■ DIRECTIONS FOR THIS TASK ■
The entries need to be copied exactly as they stand, images left out.
--- START ---
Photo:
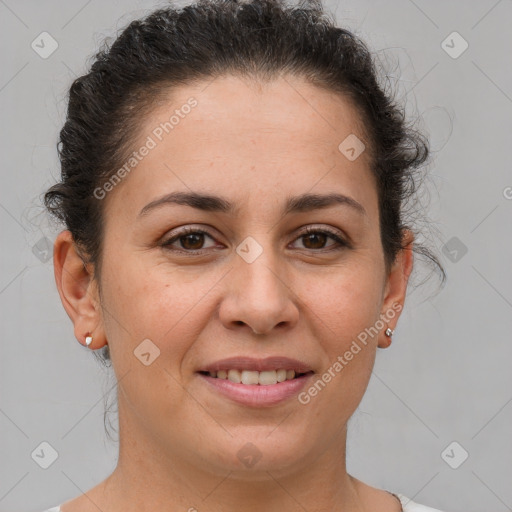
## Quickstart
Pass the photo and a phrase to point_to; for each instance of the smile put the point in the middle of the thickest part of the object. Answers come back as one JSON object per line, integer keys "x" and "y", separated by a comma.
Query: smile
{"x": 255, "y": 378}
--- END ---
■ FINISHED EXERCISE ■
Photo:
## Quickstart
Pass the photo and a phrase to point_to; for each instance of the smile put the point in the middle of the thickest part of the object. Answers come back as one JSON object per line, integer keys "x" and "y", separated by a comma.
Query: smile
{"x": 255, "y": 378}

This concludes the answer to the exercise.